Extrait du texte =
=-=-=

Le retrait de Saad Hariri et le malaise sunnite
Les raisons pour lesquelles l’ancien Premier ministre et chef du courant du Futur, Saad Hariri, a décidé de suspendre il y a plus d’un an son activité politique sont toutes liées, d’une manière ou d’une autre, à la rupture de confiance entre lui et l’Arabie saoudite.

Un peu plus d’un an après le retrait de l’ancien Premier ministre Saad Hariri de la vie politique et son départ du Liban, la rue sunnite est sans leader identifiable et le pays s’enlise dans une crise économique qui atteint même le parti fort du pays, le Hezbollah. Ce constat suffit-il à conclure que le retrait du chef du Courant du Futur lui aura été salvateur, ou est-ce que la dégradation générale du pays affecte, au contraire, la durabilité de son leadership, sur un terrain qui reste profondément clientéliste ? Et surtout sous quel angle faut-il expliquer le vide laissé au niveau de sa communauté: y a-t-il une incapacité réelle à trouver un substitut à Saad Hariri, ou bien ce vide serait-il l’un des indices d’un mal-être sunnite qui dépasse le leader du Courant du Futur ?

Effets directs du retrait

En ce qui concerne d’abord le leadership de Saad Hariri, certains analystes estiment que son retrait, même s’il y a été contraint pour plusieurs raisons, lui aura été bénéfique, en lui épargnant les retombées de la déliquescence générale et en le libérant de toute responsabilité directe de la situation.

D’autres en revanche, s’ils reconnaissent cet avantage, s’attardent sur le dommage que cette absence risque de porter à sa popularité, certaines spécificités de l’exercice politique libanais s’alliant mal avec un retrait prolongé de l’arène. Ainsi, par exemple, les effets de son absence seraient d’ores-et-déjà apparus au niveau des nominations des fonctionnaires publics de première ou deuxième catégorie, appartenant à la communauté sunnite, où les noms relevant du Courant du Futur sont progressivement remplacés. « Son pouvoir à l’intérieur des institutions étatiques profondes s’effrite », indique le chercheur et analyste électoral Ibrahim Jawhari.

En outre, à défaut de soutenir sa base en période de détresse, ses chances de recueillir l’appui éventuel des électeurs, s’il décidait un jour de revenir sur la scène, s’amenuisent à mesure que son éloignement de la crise se prolonge. « C’est comme s’il avait brisé le cercle qui le lie à sa base », constate M. Jawhari. Cette rupture avec le modus operandi traditionnel, qui a miné au fil des ans la démocratie libanaise, pourrait être perçue comme un pas vers une réforme du système susceptible d’être gratifiant pour Saad Hariri sur le long terme, sachant qu’il a été l’un des rares à avoir démissionné en réaction au soulèvement d’octobre 2019.

Mais un tel enjeu parait étranger aux motifs de son retrait et il est donc hors-de-propos à ce stade.

L’impact de son départ, aussi bien sur son avenir politique que celui du pays, ne peut en effet se mesurer sans un retour à ses causes initiales, elles-mêmes symptomatiques du mal qui atteint le Liban dans son ensemble.

=-=-=

Données fournies =
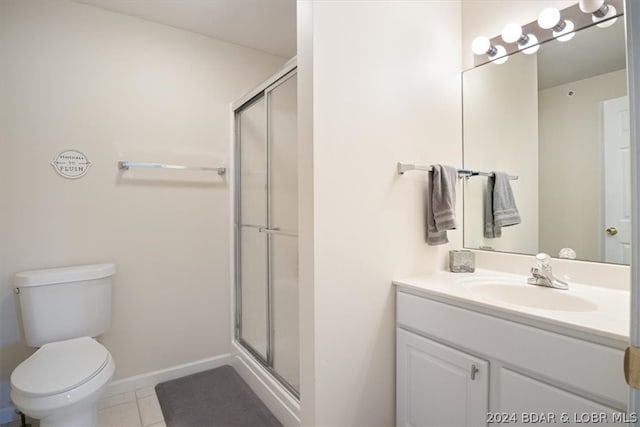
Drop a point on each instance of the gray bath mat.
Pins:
(214, 398)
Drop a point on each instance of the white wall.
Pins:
(117, 87)
(580, 224)
(500, 128)
(378, 86)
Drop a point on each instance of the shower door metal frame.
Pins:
(261, 92)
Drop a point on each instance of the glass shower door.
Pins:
(266, 229)
(283, 208)
(252, 213)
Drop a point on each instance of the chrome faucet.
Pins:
(542, 275)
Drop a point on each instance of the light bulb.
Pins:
(511, 33)
(548, 18)
(531, 46)
(481, 45)
(566, 33)
(611, 12)
(590, 6)
(500, 55)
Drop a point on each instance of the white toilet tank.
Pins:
(64, 303)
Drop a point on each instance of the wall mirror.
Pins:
(558, 120)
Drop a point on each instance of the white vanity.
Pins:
(485, 347)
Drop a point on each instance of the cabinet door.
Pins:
(522, 395)
(438, 385)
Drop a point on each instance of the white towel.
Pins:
(441, 203)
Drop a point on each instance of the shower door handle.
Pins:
(268, 230)
(277, 230)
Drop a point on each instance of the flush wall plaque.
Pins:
(71, 164)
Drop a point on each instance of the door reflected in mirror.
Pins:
(559, 120)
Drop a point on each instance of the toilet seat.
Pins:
(59, 367)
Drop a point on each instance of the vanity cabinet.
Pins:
(460, 367)
(439, 385)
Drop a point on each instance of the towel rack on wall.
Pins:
(125, 165)
(462, 173)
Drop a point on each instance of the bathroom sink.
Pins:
(530, 296)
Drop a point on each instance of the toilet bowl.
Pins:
(62, 310)
(60, 384)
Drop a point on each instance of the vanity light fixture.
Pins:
(482, 46)
(600, 11)
(562, 28)
(527, 43)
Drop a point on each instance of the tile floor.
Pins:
(132, 409)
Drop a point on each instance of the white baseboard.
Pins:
(150, 379)
(280, 402)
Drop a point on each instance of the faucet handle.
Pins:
(543, 259)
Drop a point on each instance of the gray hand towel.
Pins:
(500, 205)
(441, 202)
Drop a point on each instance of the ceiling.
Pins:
(266, 25)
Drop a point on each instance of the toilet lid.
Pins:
(60, 366)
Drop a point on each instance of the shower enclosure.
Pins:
(266, 227)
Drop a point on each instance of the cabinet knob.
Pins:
(474, 371)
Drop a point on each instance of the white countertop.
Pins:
(599, 315)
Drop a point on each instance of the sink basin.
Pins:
(530, 296)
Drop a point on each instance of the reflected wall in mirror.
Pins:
(558, 120)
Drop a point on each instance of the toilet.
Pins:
(63, 309)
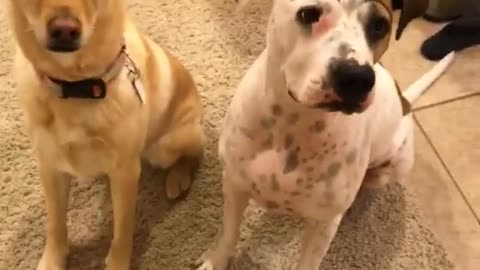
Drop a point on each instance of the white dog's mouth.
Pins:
(334, 106)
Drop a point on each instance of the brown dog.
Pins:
(98, 96)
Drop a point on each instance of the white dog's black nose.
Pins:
(64, 33)
(352, 82)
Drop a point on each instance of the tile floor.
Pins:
(446, 178)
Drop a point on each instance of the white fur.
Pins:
(290, 157)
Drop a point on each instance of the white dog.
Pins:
(327, 118)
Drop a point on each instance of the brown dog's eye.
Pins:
(308, 15)
(377, 28)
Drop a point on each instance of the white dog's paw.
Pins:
(209, 262)
(50, 263)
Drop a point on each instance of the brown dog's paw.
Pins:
(179, 179)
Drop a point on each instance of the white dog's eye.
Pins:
(308, 15)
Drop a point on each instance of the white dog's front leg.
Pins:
(316, 240)
(235, 203)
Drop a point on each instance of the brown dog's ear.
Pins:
(410, 10)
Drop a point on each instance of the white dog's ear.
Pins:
(410, 10)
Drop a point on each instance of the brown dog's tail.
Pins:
(415, 90)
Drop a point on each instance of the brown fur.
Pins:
(411, 9)
(85, 138)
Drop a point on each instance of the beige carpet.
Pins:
(385, 230)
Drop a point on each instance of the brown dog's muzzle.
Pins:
(64, 32)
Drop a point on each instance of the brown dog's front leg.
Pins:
(316, 241)
(124, 189)
(56, 187)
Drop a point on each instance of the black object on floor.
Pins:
(455, 36)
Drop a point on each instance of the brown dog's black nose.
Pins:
(352, 82)
(64, 34)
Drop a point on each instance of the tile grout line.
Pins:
(444, 102)
(444, 165)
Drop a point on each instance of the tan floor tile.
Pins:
(405, 62)
(454, 129)
(445, 210)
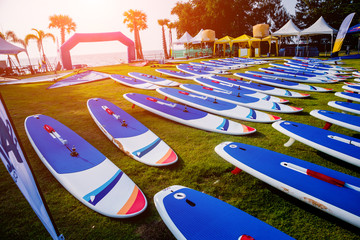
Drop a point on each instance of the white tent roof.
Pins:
(184, 39)
(8, 48)
(197, 38)
(318, 28)
(289, 29)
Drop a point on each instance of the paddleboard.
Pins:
(238, 91)
(133, 82)
(44, 78)
(282, 83)
(345, 106)
(244, 101)
(334, 144)
(216, 106)
(190, 214)
(154, 79)
(259, 87)
(342, 119)
(187, 115)
(80, 78)
(129, 135)
(288, 77)
(176, 74)
(349, 96)
(333, 192)
(352, 88)
(202, 69)
(82, 170)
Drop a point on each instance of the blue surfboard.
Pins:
(129, 135)
(190, 214)
(345, 106)
(333, 192)
(337, 145)
(341, 119)
(216, 106)
(176, 74)
(133, 82)
(187, 115)
(154, 79)
(244, 101)
(82, 170)
(282, 83)
(349, 96)
(288, 77)
(236, 90)
(259, 87)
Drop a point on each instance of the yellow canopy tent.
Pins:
(225, 40)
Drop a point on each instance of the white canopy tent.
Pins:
(186, 38)
(320, 27)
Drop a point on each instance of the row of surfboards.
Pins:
(102, 186)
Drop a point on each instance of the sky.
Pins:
(90, 16)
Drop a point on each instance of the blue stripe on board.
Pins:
(224, 125)
(141, 152)
(252, 114)
(275, 106)
(101, 192)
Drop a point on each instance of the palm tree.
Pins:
(170, 26)
(39, 37)
(162, 23)
(64, 23)
(136, 20)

=-=-=

Tâche à faire =
Recopiez le passage de l'article sur le retrait de Saad Hariri qui va de « En ce qui concerne » à « de la situation. », ces deux bouts de phrase compris.

Réponse =
En ce qui concerne d’abord le leadership de Saad Hariri, certains analystes estiment que son retrait, même s’il y a été contraint pour plusieurs raisons, lui aura été bénéfique, en lui épargnant les retombées de la déliquescence générale et en le libérant de toute responsabilité directe de la situation.